**What you have to do:** Will you print the whole listing below verbatim, line for line, without changing a single character?

**Exercise materials:**
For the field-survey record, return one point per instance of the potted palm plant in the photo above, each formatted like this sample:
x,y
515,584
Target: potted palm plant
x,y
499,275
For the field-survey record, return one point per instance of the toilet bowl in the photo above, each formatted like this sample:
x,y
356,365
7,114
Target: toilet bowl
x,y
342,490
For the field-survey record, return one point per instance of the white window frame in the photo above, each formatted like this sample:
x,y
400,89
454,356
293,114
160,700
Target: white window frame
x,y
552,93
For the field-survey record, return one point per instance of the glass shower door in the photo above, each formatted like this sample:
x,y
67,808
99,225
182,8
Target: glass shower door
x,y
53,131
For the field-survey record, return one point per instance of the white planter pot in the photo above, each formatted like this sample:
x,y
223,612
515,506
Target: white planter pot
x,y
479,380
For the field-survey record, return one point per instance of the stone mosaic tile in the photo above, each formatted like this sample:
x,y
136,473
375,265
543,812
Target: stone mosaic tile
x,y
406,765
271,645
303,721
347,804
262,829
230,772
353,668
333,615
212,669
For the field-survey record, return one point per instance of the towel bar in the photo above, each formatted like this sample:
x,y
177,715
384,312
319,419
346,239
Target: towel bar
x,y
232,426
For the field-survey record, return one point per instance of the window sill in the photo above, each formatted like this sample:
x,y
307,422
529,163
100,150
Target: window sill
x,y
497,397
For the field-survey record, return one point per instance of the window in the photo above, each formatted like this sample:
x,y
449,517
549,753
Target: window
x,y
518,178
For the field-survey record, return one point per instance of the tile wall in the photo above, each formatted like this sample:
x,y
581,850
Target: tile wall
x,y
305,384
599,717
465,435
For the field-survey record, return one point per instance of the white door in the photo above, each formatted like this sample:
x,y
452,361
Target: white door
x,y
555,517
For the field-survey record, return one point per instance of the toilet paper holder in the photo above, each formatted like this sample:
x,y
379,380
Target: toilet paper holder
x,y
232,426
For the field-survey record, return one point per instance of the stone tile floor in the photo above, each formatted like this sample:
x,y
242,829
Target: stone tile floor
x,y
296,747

**Answer for the task:**
For the field-survey record, return one point per instance of the potted palm plant in the photo above, each formatted like this sample:
x,y
515,584
Target: potted palm plant
x,y
499,275
For the field-survey record, return one point per instance of the toilet bowl in the photo above, each formatted like this sample:
x,y
356,365
7,114
Target: toilet bowl
x,y
342,490
For the field-survey record, return one point per instance of the white window frame in the photo above, each formatted like this sample:
x,y
400,89
454,356
293,114
160,700
Target: white window frame
x,y
552,93
For the field-survey record, return one point per instance of the glass shower door in the photo above, each formatted like this sample:
x,y
67,808
99,225
182,8
Target: glass shower door
x,y
53,131
For the field-survey record, return one point per instance of the white planter pot in the photo above, each formatted like this sample:
x,y
223,612
515,506
Target: white planter pot
x,y
479,380
For the field-survey record, return one point per instance of the stone mosaic tile in the photo above, each formatted like this sample:
x,y
136,473
375,265
543,812
Target: stone mosaic tile
x,y
406,765
271,645
303,721
347,804
262,829
230,772
353,668
333,615
212,669
For the field-survey record, return one point per instance of the towel bar in the photo above, each formatted like this sample:
x,y
177,715
384,312
319,419
346,239
Target: towel bar
x,y
232,426
For the field-survey record, return one point per instance of the window sill in the photo above, each formatted like this sample:
x,y
307,422
529,163
100,150
Target: window sill
x,y
497,397
For the field-survey record, return one point per instance of the window in the photo above, each formatted like this sample:
x,y
449,517
549,753
Target: window
x,y
518,178
For the field-survey record, return one point per instance of the tile wall in the photo above, each formatted like this sample:
x,y
581,850
Target: tile wall
x,y
305,384
599,717
465,435
For the field-survey record, return one point per instance of the white door in the photo above, each formatted like this sample:
x,y
452,361
Target: white door
x,y
555,517
For the field-survey record, return one point per instance of the toilet paper holder in the photo above, each formatted like this sample:
x,y
379,380
Target: toilet paper holder
x,y
232,426
For the field-survey record, return one point per instance of the stone tile floor in the photo above, each formatted like this sample:
x,y
242,829
Target: stone tile floor
x,y
296,747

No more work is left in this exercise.